Objective: Please recast the part of the records that opens with the line containing "Annotation guideline — the target class is tree trunk." and closes with the line containing "202;0;366;106", both lines included, as a JSON list of strings with one string per line. Leave out blank lines and the pictures.

• • • •

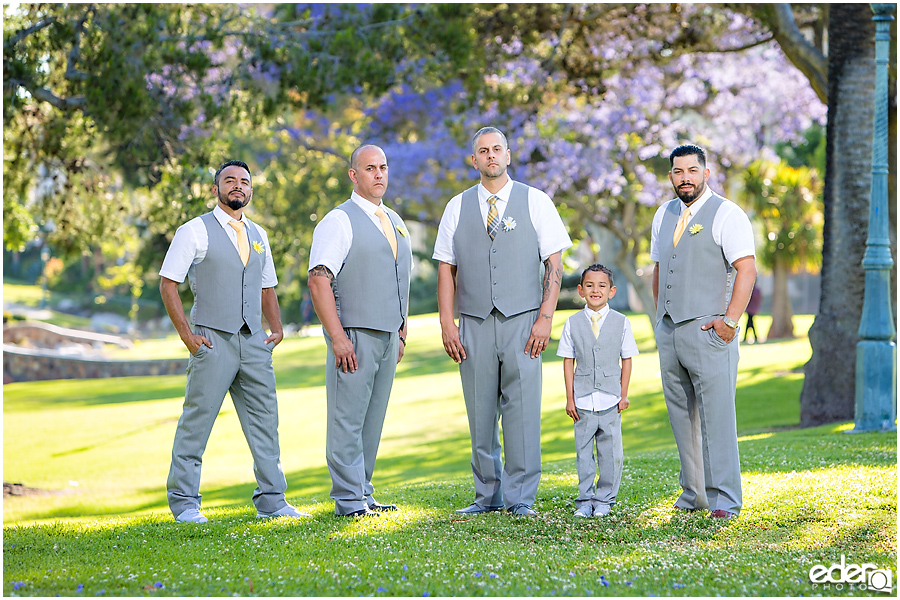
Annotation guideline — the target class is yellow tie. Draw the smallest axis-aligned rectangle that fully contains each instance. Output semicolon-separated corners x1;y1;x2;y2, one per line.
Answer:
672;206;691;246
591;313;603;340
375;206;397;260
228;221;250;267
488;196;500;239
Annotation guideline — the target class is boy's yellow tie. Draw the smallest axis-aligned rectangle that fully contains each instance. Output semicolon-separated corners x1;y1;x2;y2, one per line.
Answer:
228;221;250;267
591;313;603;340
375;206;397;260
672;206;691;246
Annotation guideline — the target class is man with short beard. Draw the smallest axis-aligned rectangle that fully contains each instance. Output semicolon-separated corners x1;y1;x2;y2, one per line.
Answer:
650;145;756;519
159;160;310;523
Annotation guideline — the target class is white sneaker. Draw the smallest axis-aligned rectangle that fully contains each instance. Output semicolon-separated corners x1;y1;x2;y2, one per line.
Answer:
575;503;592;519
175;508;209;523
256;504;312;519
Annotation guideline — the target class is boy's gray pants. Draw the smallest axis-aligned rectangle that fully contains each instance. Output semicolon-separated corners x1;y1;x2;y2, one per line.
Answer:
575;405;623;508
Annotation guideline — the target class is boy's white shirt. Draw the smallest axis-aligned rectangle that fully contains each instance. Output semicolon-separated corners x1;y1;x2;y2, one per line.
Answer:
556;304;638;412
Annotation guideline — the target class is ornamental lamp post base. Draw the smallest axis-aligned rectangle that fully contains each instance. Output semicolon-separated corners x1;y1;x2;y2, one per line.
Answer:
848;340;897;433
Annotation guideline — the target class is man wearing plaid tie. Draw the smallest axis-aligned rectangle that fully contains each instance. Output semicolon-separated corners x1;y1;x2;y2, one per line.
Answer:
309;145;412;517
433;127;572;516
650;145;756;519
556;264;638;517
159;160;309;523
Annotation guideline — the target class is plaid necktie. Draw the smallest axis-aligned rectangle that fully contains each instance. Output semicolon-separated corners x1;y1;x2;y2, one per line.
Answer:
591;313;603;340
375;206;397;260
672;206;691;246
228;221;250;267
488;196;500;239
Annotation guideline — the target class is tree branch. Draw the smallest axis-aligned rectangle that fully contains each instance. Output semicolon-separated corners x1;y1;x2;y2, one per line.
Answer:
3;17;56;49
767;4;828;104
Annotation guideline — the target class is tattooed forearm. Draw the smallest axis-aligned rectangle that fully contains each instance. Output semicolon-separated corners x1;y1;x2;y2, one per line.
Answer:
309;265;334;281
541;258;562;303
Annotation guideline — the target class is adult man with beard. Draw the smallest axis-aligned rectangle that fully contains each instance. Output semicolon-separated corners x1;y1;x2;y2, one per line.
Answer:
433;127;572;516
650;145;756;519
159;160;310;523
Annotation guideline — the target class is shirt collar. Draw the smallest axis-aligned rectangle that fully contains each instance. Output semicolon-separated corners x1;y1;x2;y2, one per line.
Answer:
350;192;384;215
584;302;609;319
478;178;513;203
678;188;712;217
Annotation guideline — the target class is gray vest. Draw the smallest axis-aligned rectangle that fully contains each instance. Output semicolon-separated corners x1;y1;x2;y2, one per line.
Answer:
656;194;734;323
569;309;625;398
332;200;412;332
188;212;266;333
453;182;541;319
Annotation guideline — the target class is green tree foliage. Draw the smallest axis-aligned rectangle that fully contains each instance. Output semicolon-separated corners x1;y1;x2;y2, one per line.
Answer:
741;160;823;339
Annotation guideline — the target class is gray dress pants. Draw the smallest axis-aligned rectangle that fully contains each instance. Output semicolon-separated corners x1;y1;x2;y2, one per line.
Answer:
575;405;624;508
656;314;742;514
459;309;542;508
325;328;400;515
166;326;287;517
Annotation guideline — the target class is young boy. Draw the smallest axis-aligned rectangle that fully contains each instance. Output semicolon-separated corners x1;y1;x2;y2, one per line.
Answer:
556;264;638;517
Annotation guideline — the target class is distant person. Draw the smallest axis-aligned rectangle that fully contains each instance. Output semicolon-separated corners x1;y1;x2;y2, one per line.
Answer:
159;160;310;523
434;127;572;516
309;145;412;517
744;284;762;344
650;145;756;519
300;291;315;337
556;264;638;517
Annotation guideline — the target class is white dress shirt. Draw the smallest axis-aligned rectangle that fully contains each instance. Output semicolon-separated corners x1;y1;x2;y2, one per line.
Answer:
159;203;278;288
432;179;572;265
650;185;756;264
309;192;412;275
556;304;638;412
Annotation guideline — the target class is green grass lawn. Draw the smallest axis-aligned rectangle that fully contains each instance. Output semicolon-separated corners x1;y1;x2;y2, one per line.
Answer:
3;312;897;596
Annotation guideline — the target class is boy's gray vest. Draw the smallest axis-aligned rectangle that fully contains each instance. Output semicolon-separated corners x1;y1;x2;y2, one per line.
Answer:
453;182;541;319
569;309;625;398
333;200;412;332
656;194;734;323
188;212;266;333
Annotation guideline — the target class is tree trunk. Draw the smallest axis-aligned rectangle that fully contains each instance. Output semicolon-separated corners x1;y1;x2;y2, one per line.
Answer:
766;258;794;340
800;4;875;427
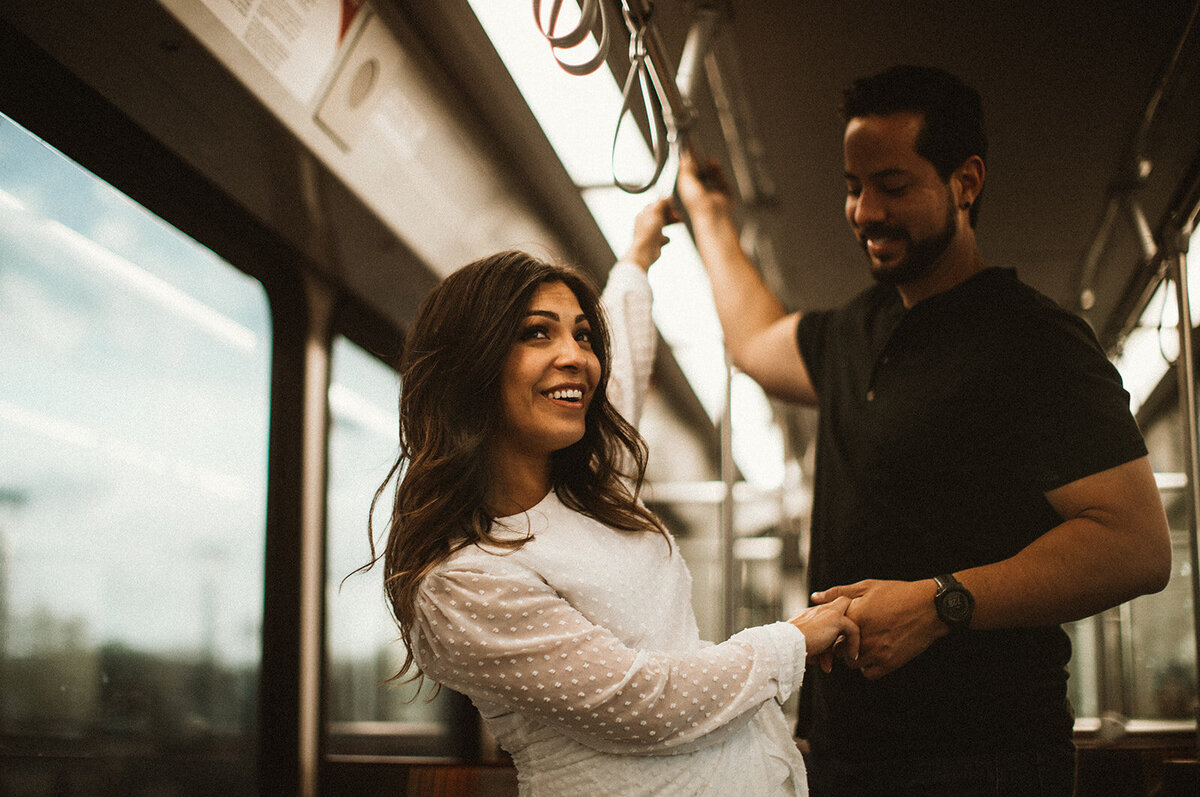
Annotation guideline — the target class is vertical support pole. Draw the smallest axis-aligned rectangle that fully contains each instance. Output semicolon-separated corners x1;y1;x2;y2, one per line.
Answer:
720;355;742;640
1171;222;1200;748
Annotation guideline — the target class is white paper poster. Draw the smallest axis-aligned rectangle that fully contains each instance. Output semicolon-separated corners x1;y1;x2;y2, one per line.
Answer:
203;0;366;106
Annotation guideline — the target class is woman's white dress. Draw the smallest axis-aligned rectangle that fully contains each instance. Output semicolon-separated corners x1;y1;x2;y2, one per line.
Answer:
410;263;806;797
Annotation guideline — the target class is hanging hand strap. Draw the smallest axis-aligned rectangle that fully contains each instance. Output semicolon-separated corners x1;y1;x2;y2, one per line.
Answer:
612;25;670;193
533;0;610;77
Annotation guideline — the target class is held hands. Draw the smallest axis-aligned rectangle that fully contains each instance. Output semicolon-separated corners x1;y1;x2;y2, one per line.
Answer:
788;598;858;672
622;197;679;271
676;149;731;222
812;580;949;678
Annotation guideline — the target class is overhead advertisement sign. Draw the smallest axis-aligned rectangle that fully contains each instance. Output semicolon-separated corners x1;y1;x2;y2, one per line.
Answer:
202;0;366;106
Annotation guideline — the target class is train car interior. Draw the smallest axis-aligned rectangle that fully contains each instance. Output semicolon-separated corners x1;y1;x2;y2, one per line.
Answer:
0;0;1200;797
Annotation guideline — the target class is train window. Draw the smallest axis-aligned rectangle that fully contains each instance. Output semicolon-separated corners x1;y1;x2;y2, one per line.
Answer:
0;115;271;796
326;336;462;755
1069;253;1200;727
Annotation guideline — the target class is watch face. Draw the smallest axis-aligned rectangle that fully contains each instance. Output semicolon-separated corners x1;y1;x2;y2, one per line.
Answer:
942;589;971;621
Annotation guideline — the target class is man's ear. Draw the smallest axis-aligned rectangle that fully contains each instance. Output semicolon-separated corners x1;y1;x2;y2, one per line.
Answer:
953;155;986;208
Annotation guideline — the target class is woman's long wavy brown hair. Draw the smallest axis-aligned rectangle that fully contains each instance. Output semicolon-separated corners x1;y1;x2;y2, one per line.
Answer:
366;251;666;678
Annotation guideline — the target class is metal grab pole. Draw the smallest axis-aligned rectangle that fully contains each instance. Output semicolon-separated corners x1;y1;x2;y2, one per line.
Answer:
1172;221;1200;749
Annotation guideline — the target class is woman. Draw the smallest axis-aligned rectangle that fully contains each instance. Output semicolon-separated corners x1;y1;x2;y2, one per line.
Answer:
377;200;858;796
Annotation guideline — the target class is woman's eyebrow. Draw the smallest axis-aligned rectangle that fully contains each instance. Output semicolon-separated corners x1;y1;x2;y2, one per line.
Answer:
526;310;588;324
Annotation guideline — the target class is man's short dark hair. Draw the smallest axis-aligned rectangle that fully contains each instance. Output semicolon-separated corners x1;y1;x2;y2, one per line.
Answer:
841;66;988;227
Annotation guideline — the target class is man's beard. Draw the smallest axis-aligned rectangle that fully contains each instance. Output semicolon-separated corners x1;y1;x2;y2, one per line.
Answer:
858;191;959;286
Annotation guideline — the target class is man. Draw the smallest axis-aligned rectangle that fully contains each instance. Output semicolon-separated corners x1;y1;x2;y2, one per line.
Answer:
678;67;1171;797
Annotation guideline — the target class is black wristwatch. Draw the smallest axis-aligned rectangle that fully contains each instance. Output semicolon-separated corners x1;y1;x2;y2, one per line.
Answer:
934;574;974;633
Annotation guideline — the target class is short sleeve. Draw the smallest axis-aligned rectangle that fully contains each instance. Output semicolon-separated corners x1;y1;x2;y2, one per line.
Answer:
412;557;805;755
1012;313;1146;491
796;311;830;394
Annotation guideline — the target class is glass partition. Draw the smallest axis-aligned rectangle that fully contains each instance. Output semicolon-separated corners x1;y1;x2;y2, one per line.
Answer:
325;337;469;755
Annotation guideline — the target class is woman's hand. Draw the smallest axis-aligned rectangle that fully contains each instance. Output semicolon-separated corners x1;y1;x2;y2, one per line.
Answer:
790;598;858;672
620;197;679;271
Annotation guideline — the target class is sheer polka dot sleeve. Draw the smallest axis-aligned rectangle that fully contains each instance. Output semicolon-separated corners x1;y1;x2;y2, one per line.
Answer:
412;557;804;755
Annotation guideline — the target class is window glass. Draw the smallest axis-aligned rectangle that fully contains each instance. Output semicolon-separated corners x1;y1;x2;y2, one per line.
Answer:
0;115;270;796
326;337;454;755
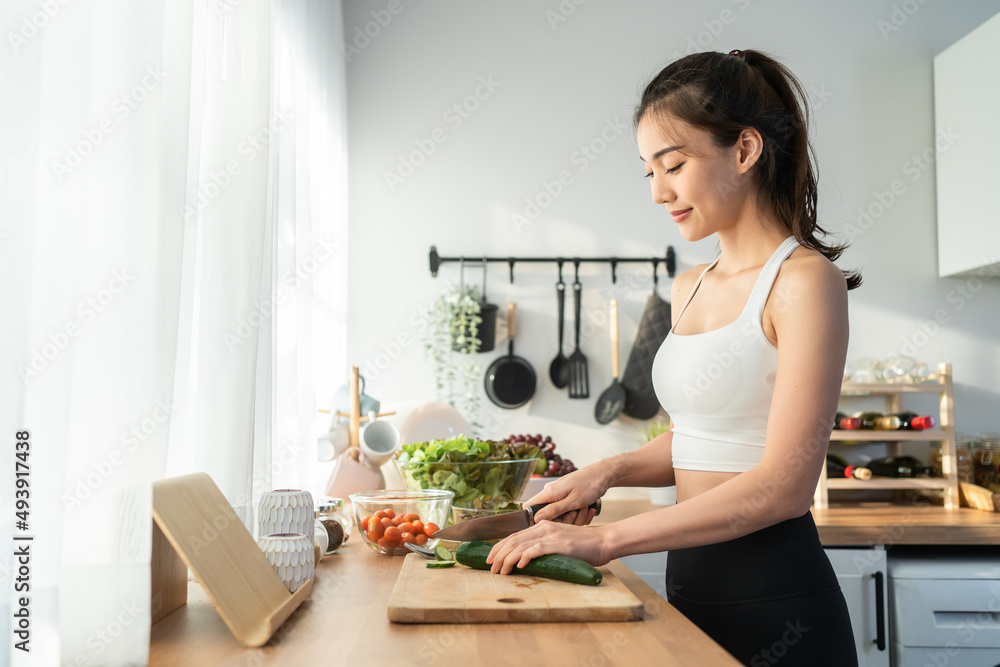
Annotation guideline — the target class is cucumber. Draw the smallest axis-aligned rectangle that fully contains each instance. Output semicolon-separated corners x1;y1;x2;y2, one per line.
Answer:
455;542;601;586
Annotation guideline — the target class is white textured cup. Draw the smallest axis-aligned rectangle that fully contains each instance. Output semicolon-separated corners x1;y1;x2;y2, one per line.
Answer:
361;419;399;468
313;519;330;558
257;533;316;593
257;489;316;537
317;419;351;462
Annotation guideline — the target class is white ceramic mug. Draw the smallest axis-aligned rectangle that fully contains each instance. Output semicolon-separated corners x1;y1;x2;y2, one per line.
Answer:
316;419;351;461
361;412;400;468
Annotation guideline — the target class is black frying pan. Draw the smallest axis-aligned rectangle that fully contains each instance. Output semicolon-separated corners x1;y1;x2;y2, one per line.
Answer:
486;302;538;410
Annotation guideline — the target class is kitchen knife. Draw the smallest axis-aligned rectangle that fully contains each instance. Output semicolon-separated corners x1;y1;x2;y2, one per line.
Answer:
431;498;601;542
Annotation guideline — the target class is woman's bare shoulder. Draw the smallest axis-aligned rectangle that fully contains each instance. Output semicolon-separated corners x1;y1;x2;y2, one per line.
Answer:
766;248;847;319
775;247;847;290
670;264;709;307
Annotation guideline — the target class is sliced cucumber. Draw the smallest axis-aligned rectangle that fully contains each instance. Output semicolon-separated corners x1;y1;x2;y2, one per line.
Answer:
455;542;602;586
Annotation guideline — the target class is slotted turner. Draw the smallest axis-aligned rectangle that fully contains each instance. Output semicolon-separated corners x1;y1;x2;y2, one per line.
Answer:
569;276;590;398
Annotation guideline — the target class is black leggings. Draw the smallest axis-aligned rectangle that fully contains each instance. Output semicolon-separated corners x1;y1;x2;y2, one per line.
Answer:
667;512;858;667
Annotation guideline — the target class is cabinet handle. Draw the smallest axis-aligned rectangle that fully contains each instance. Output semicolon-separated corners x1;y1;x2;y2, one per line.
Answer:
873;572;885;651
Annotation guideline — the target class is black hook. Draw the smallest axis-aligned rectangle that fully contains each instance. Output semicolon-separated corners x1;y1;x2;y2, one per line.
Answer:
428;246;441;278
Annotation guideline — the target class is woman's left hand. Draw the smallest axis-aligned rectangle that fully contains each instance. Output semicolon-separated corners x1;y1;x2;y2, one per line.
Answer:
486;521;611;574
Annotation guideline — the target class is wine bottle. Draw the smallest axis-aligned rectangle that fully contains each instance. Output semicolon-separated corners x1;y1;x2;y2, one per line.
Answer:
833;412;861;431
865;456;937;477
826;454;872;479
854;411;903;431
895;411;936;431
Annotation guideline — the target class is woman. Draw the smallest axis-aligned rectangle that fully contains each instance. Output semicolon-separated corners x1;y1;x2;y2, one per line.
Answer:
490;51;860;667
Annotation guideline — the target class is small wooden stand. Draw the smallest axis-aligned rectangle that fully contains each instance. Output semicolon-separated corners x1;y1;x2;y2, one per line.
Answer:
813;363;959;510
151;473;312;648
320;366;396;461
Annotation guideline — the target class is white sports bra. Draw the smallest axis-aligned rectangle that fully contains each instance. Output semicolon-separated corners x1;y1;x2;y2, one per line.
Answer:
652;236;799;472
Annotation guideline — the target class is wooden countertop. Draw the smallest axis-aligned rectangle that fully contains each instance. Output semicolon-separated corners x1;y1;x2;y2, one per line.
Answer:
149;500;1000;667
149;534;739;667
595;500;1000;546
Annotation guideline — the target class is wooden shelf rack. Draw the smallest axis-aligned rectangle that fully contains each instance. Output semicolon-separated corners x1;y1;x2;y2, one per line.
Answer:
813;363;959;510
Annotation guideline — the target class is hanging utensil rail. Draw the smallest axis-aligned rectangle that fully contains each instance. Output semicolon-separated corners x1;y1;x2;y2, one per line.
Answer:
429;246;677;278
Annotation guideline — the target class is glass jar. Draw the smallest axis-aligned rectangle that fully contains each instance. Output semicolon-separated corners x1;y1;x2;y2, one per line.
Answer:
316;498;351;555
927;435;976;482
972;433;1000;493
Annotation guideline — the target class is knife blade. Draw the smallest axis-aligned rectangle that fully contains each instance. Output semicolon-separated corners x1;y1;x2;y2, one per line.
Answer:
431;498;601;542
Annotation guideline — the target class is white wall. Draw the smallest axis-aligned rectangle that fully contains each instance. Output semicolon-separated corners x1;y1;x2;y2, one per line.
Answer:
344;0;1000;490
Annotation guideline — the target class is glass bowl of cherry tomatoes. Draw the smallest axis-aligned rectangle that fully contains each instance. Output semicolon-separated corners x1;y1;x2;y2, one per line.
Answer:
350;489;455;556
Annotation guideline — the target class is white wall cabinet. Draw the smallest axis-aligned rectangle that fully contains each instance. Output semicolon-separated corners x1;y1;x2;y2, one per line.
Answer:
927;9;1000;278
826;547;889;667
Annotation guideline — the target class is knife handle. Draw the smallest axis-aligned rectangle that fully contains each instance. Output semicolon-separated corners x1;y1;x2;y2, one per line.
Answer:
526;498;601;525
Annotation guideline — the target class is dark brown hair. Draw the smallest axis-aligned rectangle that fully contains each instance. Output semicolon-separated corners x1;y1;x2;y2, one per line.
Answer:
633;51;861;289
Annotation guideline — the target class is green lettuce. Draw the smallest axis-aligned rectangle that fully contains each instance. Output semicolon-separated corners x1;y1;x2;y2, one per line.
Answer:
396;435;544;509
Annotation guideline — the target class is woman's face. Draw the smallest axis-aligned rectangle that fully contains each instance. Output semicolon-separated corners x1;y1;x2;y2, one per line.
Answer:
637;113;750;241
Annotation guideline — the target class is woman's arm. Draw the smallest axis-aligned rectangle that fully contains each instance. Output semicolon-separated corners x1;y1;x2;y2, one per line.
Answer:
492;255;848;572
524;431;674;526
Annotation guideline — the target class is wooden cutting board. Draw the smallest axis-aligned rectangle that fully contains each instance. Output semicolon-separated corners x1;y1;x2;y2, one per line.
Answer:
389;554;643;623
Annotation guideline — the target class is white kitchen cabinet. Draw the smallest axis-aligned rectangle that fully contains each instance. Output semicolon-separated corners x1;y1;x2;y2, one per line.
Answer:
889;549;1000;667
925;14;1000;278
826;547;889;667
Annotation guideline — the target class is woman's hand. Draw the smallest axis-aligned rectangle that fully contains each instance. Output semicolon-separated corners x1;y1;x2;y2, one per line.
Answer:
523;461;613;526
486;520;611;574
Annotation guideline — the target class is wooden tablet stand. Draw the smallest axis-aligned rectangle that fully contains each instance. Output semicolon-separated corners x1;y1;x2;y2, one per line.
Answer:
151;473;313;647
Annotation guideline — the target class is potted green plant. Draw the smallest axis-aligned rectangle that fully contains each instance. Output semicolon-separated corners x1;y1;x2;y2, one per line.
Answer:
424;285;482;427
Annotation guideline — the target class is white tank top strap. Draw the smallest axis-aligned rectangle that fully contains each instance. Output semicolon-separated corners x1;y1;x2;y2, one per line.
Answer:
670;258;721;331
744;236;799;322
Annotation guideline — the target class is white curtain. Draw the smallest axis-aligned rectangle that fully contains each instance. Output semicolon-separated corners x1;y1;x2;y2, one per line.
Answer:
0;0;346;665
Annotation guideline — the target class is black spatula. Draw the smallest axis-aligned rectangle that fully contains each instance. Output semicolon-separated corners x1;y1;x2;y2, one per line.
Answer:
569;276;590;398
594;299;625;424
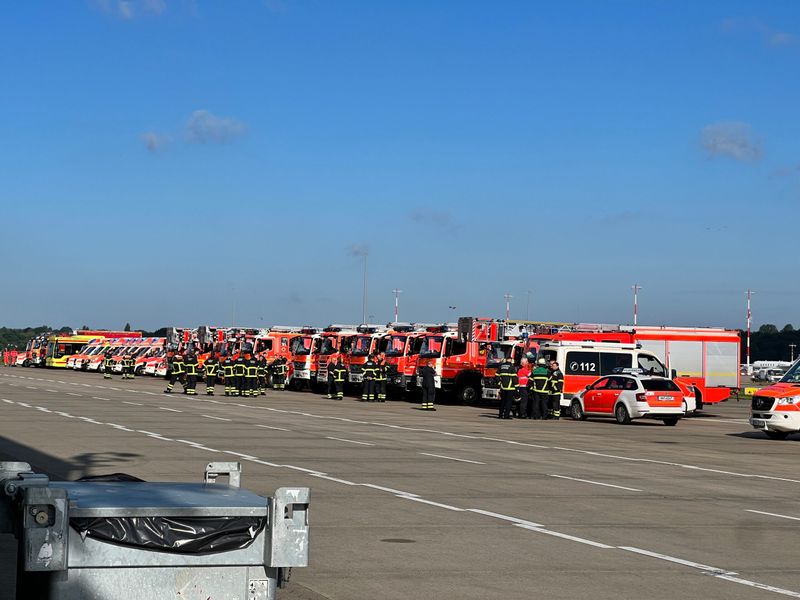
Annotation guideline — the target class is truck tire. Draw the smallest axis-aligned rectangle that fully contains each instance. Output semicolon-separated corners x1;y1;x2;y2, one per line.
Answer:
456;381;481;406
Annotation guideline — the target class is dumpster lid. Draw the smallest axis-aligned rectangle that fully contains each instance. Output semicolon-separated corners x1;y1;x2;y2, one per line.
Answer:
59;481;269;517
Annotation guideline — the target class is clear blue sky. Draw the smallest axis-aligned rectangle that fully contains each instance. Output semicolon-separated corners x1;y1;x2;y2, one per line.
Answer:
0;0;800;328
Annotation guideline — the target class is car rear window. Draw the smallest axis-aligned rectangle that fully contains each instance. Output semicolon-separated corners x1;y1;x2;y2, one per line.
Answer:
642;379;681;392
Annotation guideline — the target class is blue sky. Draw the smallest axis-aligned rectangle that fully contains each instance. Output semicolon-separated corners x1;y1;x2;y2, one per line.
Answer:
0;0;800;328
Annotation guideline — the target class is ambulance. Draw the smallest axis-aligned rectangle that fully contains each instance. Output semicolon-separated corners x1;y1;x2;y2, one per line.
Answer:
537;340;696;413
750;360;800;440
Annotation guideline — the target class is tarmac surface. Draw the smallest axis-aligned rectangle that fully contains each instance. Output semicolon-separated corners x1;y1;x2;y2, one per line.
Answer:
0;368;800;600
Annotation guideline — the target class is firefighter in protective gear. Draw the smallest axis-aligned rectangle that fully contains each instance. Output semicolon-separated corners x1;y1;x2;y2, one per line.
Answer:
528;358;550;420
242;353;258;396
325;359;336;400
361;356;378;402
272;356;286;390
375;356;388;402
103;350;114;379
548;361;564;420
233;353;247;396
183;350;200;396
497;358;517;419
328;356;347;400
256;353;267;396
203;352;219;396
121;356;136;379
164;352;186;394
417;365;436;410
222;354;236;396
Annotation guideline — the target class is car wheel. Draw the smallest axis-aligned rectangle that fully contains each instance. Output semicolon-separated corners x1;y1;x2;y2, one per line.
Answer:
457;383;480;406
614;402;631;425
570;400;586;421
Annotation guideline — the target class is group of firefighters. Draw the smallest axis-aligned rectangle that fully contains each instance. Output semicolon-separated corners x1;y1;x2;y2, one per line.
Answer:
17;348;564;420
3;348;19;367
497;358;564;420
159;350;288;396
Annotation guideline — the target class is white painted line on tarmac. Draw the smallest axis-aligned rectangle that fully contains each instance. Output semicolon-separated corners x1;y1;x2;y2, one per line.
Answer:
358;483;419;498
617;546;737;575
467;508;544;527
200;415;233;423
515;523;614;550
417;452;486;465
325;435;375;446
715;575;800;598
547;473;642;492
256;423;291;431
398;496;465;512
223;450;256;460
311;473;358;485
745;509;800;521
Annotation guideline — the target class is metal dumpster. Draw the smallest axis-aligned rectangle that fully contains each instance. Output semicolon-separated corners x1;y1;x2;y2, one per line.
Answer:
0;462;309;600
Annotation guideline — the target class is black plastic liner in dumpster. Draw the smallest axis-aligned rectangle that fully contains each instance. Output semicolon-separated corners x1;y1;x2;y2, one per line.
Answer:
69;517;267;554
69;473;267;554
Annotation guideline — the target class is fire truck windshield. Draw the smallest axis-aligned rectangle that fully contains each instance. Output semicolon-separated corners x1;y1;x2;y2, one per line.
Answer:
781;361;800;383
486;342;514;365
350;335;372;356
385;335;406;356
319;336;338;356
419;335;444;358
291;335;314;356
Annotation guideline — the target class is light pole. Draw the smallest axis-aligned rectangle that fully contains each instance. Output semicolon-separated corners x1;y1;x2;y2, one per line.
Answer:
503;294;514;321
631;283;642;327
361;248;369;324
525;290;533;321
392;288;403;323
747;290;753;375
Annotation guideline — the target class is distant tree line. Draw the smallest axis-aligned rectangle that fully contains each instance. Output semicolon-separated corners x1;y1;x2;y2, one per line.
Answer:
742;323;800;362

• • • •

Right answer:
[
  "Annotation guideline — the target class is tree trunk. Draw the smallest axis-aligned rectangle that fully contains each instance. Output semicolon-separated corners x1;y1;x2;y2, one per line.",
  "Answer:",
  "766;258;794;340",
  "800;4;875;427",
  "Annotation guideline — the target class is vertical support pole. Draw the smallest axis-aligned rectangle that fully contains each instance. Output semicolon-separated corners x1;y1;x2;y2, one per line.",
  "Answer:",
  "720;355;742;640",
  "1171;222;1200;748",
  "Annotation guideline — the target class is white paper poster. Draw the smallest axis-aligned rectangle that fully contains each instance. Output semicolon-separated corners x1;y1;x2;y2, one per line.",
  "Answer:",
  "203;0;366;106",
  "Annotation guideline — the target class is woman's white dress. Draw the smallest axis-aligned rectangle that fully contains each instance. Output semicolon-separated corners x1;y1;x2;y2, one per line.",
  "Answer:",
  "410;263;806;797",
  "Annotation guideline — the target class is hanging hand strap. Draw the smallest axis-aligned rectangle that fully contains each instance. Output semicolon-separated corners x1;y1;x2;y2, one per line.",
  "Answer:",
  "612;25;670;193",
  "533;0;610;77",
  "Annotation guideline — the target class is held hands. Draw the smallest axis-aligned rectangle that fully contains each instance. Output semicolon-separated corners x1;y1;x2;y2, one per line.",
  "Answer:",
  "788;598;858;672",
  "622;197;679;271",
  "676;149;731;222",
  "812;580;949;678",
  "Annotation guideline — the target class is overhead advertisement sign. Draw the smallest axis-aligned rectangle that fully contains each instance. Output semicolon-separated corners x1;y1;x2;y2, one per line.",
  "Answer:",
  "202;0;366;106"
]